• _GIVEN PASSAGE_

The tumors in TRAMP mutants had a distinct stromal character to that in PB-MYC and ERG/PTEN mice, even when the neuroendocrine tumors were not included in the analysis. In TRAMP prostates, most areas with mPIN (n=35 mice, 20-33 weeks old; Fig. 2E,E′) showed an increase in the thickness of the SM layer surrounding the ducts (Fig. 2K; Fig. S5H) and ACTA2+ cells invaded between epithelial folds compared with normal prostates (Fig. 2G; Fig. S5E). Interestingly, in more advanced TRAMP tumors (28-33 weeks) there were regions with complex polypoid intraductal adenomatous-stromal proliferation with minimal cytologic atypia, referred to as intraductal adenoma with stroma (IAS) as they contained proliferating masses of stromal cells that invaded between the epithelial layers within ducts (n=21 mice; Fig. 2F,F′; Fig. S5H). The majority of stromal cells in IAS expressed either ACTA2, VIM, and/or COL1 strongly (Fig. 2L; Fig. S6E-E′), indicating the stromal cells that invaded IAS lesions of TRAMP prostates have features of SMCs and/or fibroblasts. Also, unlike in the PB-MYC and ERG/PTEN models, TRAMP tumors had few VIM+ or COL1+ interductal fibroblasts (Fig. S6D). The exception was in rare areas where the SM layer was partially disrupted (Fig. 3H). Thus, only in some areas of TRAMP tumors did the stromal character have similarities to the PB-MYC and ERG/PTEN models. Unlike human PCa, however, in all three PCa models CNN1 expression largely overlapped with ACTA2 expression (Fig. S5I-L).
SMCs are largely lost in PB-MYC prostate tumors whereas some form the stroma in TRAMP IAS lesions
As SM is significantly reduced in PB-MYC tumors, we used GIFM to test whether ACTA2+ cells are lost or change fate into cancer-reactive stroma. Tamoxifen was administered to Acta2-CreER/+;R26tdTomato/+;PB-MYC/+ (Acta2-GIFM;PB-MYC) mice and control Acta2-CreER/+;R26tdTomato/+ (Acta2-GIFM;WT) littermates at 4 weeks of age (Fig. 3A). In prostates of Acta2-GIFM;PB-MYC mice at 6 weeks of age, soon after the initiation of MYC transgene expression and two weeks after administration of tamoxifen, the histology and distribution of tdT+ cells was comparable to that of control Acta2-GIFM;WT mice (Fig. 3B), and tdT specifically labeled the majority of SMCs (Fig. 3C). Strikingly, Acta2-GIFM;PB-MYC mice at 45 weeks had a huge reduction in the number of tdT-labeled ACTA2+/COL1+ cells surrounding the mPIN or MIC lesions (Fig. 3D,E; Fig. S7). There were only rare tdT+ reactive stromal cells interspersed between ducts, and they all expressed VIM+ and a rare subset expressed ACTA2 weakly (Fig. S7A-A″,B-B″). This result indicates that ACTA2-positive lineage cells were prominently reduced in number during tumor progression, and they are not a major cell-of-origin for reactive stroma in PB-MYC tumors.

• _EXERCISES_
1 - Can you summarize the passage on prostate tumor stroma in two sentences?
2 - How would the passage on prostate tumor stroma continue past its final sentence? Resume it from there.

• _SUPPLIED ENTRIES_
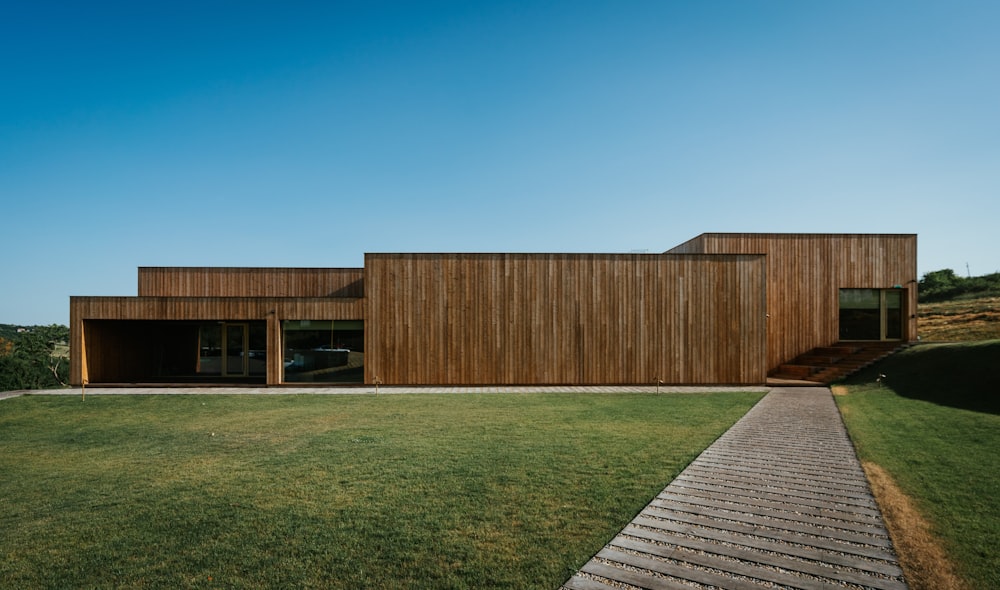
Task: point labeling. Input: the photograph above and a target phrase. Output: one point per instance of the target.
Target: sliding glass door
(871, 314)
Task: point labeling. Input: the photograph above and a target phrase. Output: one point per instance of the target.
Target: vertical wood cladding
(564, 318)
(251, 282)
(805, 273)
(107, 337)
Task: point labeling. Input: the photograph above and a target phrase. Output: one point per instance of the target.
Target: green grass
(425, 491)
(935, 427)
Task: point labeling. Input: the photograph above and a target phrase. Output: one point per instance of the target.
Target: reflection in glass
(871, 314)
(323, 351)
(210, 350)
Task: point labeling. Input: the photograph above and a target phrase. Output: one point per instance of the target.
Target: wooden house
(718, 309)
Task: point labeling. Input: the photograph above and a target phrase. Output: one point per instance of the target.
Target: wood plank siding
(104, 331)
(564, 318)
(250, 282)
(805, 272)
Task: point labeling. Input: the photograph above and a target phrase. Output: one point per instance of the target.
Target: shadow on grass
(963, 375)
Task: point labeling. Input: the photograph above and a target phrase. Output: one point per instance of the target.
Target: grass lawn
(418, 491)
(934, 425)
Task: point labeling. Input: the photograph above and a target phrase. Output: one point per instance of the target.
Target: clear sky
(245, 133)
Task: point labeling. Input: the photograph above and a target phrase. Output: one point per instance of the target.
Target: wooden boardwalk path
(779, 501)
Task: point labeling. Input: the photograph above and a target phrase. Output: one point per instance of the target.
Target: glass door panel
(235, 346)
(893, 314)
(209, 350)
(860, 318)
(871, 314)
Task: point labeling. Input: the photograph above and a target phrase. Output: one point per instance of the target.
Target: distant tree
(30, 363)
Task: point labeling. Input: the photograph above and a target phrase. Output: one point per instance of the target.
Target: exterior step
(826, 364)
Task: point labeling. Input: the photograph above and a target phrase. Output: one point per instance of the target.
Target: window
(323, 351)
(871, 314)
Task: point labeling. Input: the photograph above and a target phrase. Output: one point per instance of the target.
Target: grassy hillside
(933, 424)
(960, 320)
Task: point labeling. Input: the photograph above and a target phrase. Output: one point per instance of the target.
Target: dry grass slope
(924, 562)
(960, 320)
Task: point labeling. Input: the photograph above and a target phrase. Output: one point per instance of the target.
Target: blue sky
(308, 133)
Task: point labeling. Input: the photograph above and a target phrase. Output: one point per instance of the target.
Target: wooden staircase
(826, 364)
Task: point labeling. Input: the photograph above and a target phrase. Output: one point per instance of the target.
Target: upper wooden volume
(250, 282)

• _ANSWERS BELOW_
1 - TRAMP tumors had a stromal character distinct from that of PB-MYC and ERG/PTEN mice, with a thickened smooth muscle layer, ACTA2+ cells invading between epithelial folds, few interductal fibroblasts, and, in advanced tumors, intraductal adenoma with stroma lesions whose stromal cells strongly expressed ACTA2, VIM and/or COL1. When ACTA2+ cells were genetically labeled in PB-MYC mice, the labeled cells around lesions were hugely reduced by 45 weeks, indicating that this lineage is lost during tumor progression and is not a major cell-of-origin for reactive stroma in PB-MYC tumors.

2 -
As TRAMP tumors have a large increase in SM, and stromal cells invade into IASs, we also fate-mapped the Acta2-lineage cells in TRAMP mice to test whether they expand only in the SM layer or give rise to other cancer reactive stroma. The increased SM layers surrounding mPIN and most IASs remained largely positive for tdT and ACTA2 (Fig. 3F,G). In addition to expanding the SM, some cells marked by Acta2-GIFM (many positive for COL1 and negative or only weakly positive for ACTA2) extended into subepithelial folds of mPIN lesions (Fig. 3F) and were present within IASs (Fig. 3G; Fig. S8A-A″,E-E″). Of the intraductal masses, 71% (15/21 from five mice) had extensive tdT labeling (Fig. S8A-A″,B; Table S2), whereas 29% did not (Fig. S8C,D), indicating that SMCs are a major cell-of-origin of the stromal cells within IASs in TRAMP tumors. However, none of the fibroblasts between the ducts were labeled with tdT, indicating that as in PB-MYC tumors, the interductal cancer stromal cells have a separate cell-of-origin. In addition, in rare regions where the SM layer was diminished there were few fate-mapped cells (Fig. 3H). Among the tdT+ IASs, 10/15 expressed ACTA2 (Table S2), suggesting that some ACTA2-expressing cells turned off ACTA2 while giving rise to cancer reactive stroma. In summary, our two fate-mapping studies indicate that the character of the epithelial tumor cells could regulate the fate of SMCs in prostate tumor stroma.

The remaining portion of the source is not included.